═══ ENTRIES SHOWN
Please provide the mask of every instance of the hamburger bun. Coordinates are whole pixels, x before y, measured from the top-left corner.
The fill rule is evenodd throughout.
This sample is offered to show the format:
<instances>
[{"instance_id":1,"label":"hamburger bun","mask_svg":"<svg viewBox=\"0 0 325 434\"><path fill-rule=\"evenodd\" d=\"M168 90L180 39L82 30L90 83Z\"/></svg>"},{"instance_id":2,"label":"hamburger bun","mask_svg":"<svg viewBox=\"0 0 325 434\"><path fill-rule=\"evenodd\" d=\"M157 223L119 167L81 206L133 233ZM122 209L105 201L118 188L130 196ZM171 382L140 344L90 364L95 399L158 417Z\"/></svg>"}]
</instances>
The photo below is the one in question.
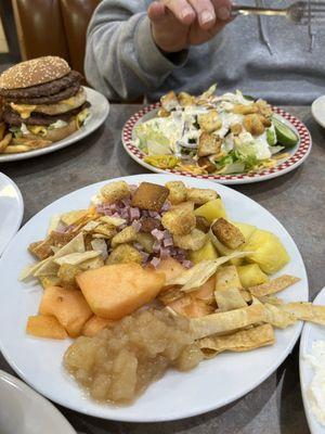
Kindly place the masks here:
<instances>
[{"instance_id":1,"label":"hamburger bun","mask_svg":"<svg viewBox=\"0 0 325 434\"><path fill-rule=\"evenodd\" d=\"M86 92L81 87L80 90L74 95L68 98L67 100L56 102L55 104L40 104L40 105L20 105L15 103L11 103L12 110L15 112L20 112L20 107L26 110L26 107L32 107L32 112L42 113L44 115L61 115L63 113L70 112L72 110L81 107L86 102Z\"/></svg>"},{"instance_id":2,"label":"hamburger bun","mask_svg":"<svg viewBox=\"0 0 325 434\"><path fill-rule=\"evenodd\" d=\"M58 140L63 140L66 137L73 135L78 130L78 124L76 117L70 119L70 122L62 127L62 128L54 128L54 129L47 129L47 135L26 135L26 139L41 139L41 140L50 140L51 142L57 142Z\"/></svg>"},{"instance_id":3,"label":"hamburger bun","mask_svg":"<svg viewBox=\"0 0 325 434\"><path fill-rule=\"evenodd\" d=\"M25 89L56 80L70 73L64 59L48 55L18 63L0 75L0 88Z\"/></svg>"}]
</instances>

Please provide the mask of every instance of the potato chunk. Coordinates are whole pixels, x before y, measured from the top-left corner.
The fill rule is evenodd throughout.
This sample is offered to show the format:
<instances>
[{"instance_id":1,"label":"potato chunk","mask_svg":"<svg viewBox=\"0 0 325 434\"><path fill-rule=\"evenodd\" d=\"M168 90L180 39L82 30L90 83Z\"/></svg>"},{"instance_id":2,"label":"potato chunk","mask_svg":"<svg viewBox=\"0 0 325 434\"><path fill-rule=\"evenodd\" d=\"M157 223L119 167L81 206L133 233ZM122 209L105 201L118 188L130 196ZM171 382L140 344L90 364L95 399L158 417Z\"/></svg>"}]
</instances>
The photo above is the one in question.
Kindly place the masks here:
<instances>
[{"instance_id":1,"label":"potato chunk","mask_svg":"<svg viewBox=\"0 0 325 434\"><path fill-rule=\"evenodd\" d=\"M95 315L116 320L152 302L165 284L165 273L116 264L84 271L77 282Z\"/></svg>"},{"instance_id":2,"label":"potato chunk","mask_svg":"<svg viewBox=\"0 0 325 434\"><path fill-rule=\"evenodd\" d=\"M204 131L199 136L197 155L200 157L219 154L221 144L221 140L217 136Z\"/></svg>"},{"instance_id":3,"label":"potato chunk","mask_svg":"<svg viewBox=\"0 0 325 434\"><path fill-rule=\"evenodd\" d=\"M136 231L132 226L128 226L122 229L112 239L112 247L116 247L118 244L127 244L136 241Z\"/></svg>"},{"instance_id":4,"label":"potato chunk","mask_svg":"<svg viewBox=\"0 0 325 434\"><path fill-rule=\"evenodd\" d=\"M198 251L205 245L206 240L207 234L196 228L186 235L173 235L174 245L185 251Z\"/></svg>"},{"instance_id":5,"label":"potato chunk","mask_svg":"<svg viewBox=\"0 0 325 434\"><path fill-rule=\"evenodd\" d=\"M245 243L245 237L239 229L222 217L213 222L211 230L218 240L229 248L235 250Z\"/></svg>"},{"instance_id":6,"label":"potato chunk","mask_svg":"<svg viewBox=\"0 0 325 434\"><path fill-rule=\"evenodd\" d=\"M39 312L54 316L72 337L80 335L84 322L92 316L79 290L66 290L61 286L50 286L44 290Z\"/></svg>"},{"instance_id":7,"label":"potato chunk","mask_svg":"<svg viewBox=\"0 0 325 434\"><path fill-rule=\"evenodd\" d=\"M36 315L29 317L26 332L37 337L63 340L67 337L65 329L57 319L50 315Z\"/></svg>"},{"instance_id":8,"label":"potato chunk","mask_svg":"<svg viewBox=\"0 0 325 434\"><path fill-rule=\"evenodd\" d=\"M130 244L119 244L117 247L113 248L105 264L129 263L142 264L141 253Z\"/></svg>"},{"instance_id":9,"label":"potato chunk","mask_svg":"<svg viewBox=\"0 0 325 434\"><path fill-rule=\"evenodd\" d=\"M141 182L133 194L132 206L159 213L168 194L169 190L166 187L151 182Z\"/></svg>"},{"instance_id":10,"label":"potato chunk","mask_svg":"<svg viewBox=\"0 0 325 434\"><path fill-rule=\"evenodd\" d=\"M186 235L195 228L196 217L194 212L174 208L164 214L161 224L173 235Z\"/></svg>"},{"instance_id":11,"label":"potato chunk","mask_svg":"<svg viewBox=\"0 0 325 434\"><path fill-rule=\"evenodd\" d=\"M101 194L105 203L108 204L129 197L130 193L130 188L126 181L110 182L101 189Z\"/></svg>"},{"instance_id":12,"label":"potato chunk","mask_svg":"<svg viewBox=\"0 0 325 434\"><path fill-rule=\"evenodd\" d=\"M166 182L165 187L169 190L168 200L172 205L186 201L186 187L182 181Z\"/></svg>"}]
</instances>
══════
SET EXERCISE
Every entry must be reproduced exactly, with the images left out.

SOLUTION FOR THIS TASK
Please provide the mask of every instance of the hamburger bun. Coordinates are whole pixels, x before y, measured from the top-left corner.
The fill rule is evenodd throughout.
This sample is offered to show the format:
<instances>
[{"instance_id":1,"label":"hamburger bun","mask_svg":"<svg viewBox=\"0 0 325 434\"><path fill-rule=\"evenodd\" d=\"M168 90L180 39L82 30L90 83Z\"/></svg>"},{"instance_id":2,"label":"hamburger bun","mask_svg":"<svg viewBox=\"0 0 325 434\"><path fill-rule=\"evenodd\" d=\"M157 223L119 167L81 206L133 233ZM122 209L105 201L118 188L130 196ZM171 382L140 344L90 364L95 399L158 417Z\"/></svg>"}]
</instances>
The photo below is the one in question.
Kindly place the masks here:
<instances>
[{"instance_id":1,"label":"hamburger bun","mask_svg":"<svg viewBox=\"0 0 325 434\"><path fill-rule=\"evenodd\" d=\"M86 92L81 87L80 90L74 95L68 98L67 100L56 102L55 104L40 104L40 105L20 105L15 103L11 103L12 110L15 112L20 112L20 107L26 110L26 107L32 107L32 112L42 113L44 115L61 115L63 113L70 112L72 110L81 107L86 102Z\"/></svg>"},{"instance_id":2,"label":"hamburger bun","mask_svg":"<svg viewBox=\"0 0 325 434\"><path fill-rule=\"evenodd\" d=\"M58 140L63 140L66 137L73 135L78 130L78 124L76 117L70 119L70 122L62 127L62 128L54 128L54 129L47 129L47 135L26 135L26 139L41 139L41 140L50 140L51 142L57 142Z\"/></svg>"},{"instance_id":3,"label":"hamburger bun","mask_svg":"<svg viewBox=\"0 0 325 434\"><path fill-rule=\"evenodd\" d=\"M25 89L56 80L70 73L64 59L48 55L18 63L0 75L0 88Z\"/></svg>"}]
</instances>

Please provide the mask of every instance of the potato chunk. Coordinates are whole pixels, x before y, measured from the top-left corner.
The fill rule is evenodd throughout.
This sample is offered to show the format:
<instances>
[{"instance_id":1,"label":"potato chunk","mask_svg":"<svg viewBox=\"0 0 325 434\"><path fill-rule=\"evenodd\" d=\"M168 90L180 39L82 30L90 83Z\"/></svg>"},{"instance_id":2,"label":"potato chunk","mask_svg":"<svg viewBox=\"0 0 325 434\"><path fill-rule=\"evenodd\" d=\"M157 223L119 167L81 206L133 233ZM122 209L105 201L118 188L130 196ZM171 382L140 344L90 364L95 399L158 417Z\"/></svg>"}]
</instances>
The photo above is the one in question.
Kindly place the masks here:
<instances>
[{"instance_id":1,"label":"potato chunk","mask_svg":"<svg viewBox=\"0 0 325 434\"><path fill-rule=\"evenodd\" d=\"M95 315L116 320L152 302L165 284L165 273L116 264L84 271L77 282Z\"/></svg>"},{"instance_id":2,"label":"potato chunk","mask_svg":"<svg viewBox=\"0 0 325 434\"><path fill-rule=\"evenodd\" d=\"M204 131L199 136L197 155L200 157L219 154L221 144L221 140L217 136Z\"/></svg>"},{"instance_id":3,"label":"potato chunk","mask_svg":"<svg viewBox=\"0 0 325 434\"><path fill-rule=\"evenodd\" d=\"M136 231L132 226L128 226L122 229L112 239L112 247L116 247L118 244L127 244L136 241Z\"/></svg>"},{"instance_id":4,"label":"potato chunk","mask_svg":"<svg viewBox=\"0 0 325 434\"><path fill-rule=\"evenodd\" d=\"M198 251L205 245L206 240L207 234L196 228L186 235L173 235L174 245L185 251Z\"/></svg>"},{"instance_id":5,"label":"potato chunk","mask_svg":"<svg viewBox=\"0 0 325 434\"><path fill-rule=\"evenodd\" d=\"M245 243L245 237L239 229L222 217L213 222L211 230L218 240L229 248L235 250Z\"/></svg>"},{"instance_id":6,"label":"potato chunk","mask_svg":"<svg viewBox=\"0 0 325 434\"><path fill-rule=\"evenodd\" d=\"M39 312L54 316L72 337L80 335L84 322L92 316L79 290L66 290L61 286L50 286L44 290Z\"/></svg>"},{"instance_id":7,"label":"potato chunk","mask_svg":"<svg viewBox=\"0 0 325 434\"><path fill-rule=\"evenodd\" d=\"M36 315L29 317L26 332L37 337L63 340L67 337L65 329L57 319L50 315Z\"/></svg>"},{"instance_id":8,"label":"potato chunk","mask_svg":"<svg viewBox=\"0 0 325 434\"><path fill-rule=\"evenodd\" d=\"M130 244L119 244L117 247L113 248L105 264L129 263L142 264L141 253Z\"/></svg>"},{"instance_id":9,"label":"potato chunk","mask_svg":"<svg viewBox=\"0 0 325 434\"><path fill-rule=\"evenodd\" d=\"M141 182L133 194L132 206L159 213L168 194L169 190L166 187L151 182Z\"/></svg>"},{"instance_id":10,"label":"potato chunk","mask_svg":"<svg viewBox=\"0 0 325 434\"><path fill-rule=\"evenodd\" d=\"M186 235L195 228L196 217L194 212L174 208L164 214L161 224L173 235Z\"/></svg>"},{"instance_id":11,"label":"potato chunk","mask_svg":"<svg viewBox=\"0 0 325 434\"><path fill-rule=\"evenodd\" d=\"M101 194L105 203L108 204L129 197L130 193L130 188L126 181L110 182L101 189Z\"/></svg>"},{"instance_id":12,"label":"potato chunk","mask_svg":"<svg viewBox=\"0 0 325 434\"><path fill-rule=\"evenodd\" d=\"M166 182L165 187L169 190L168 200L172 205L186 201L186 187L182 181Z\"/></svg>"}]
</instances>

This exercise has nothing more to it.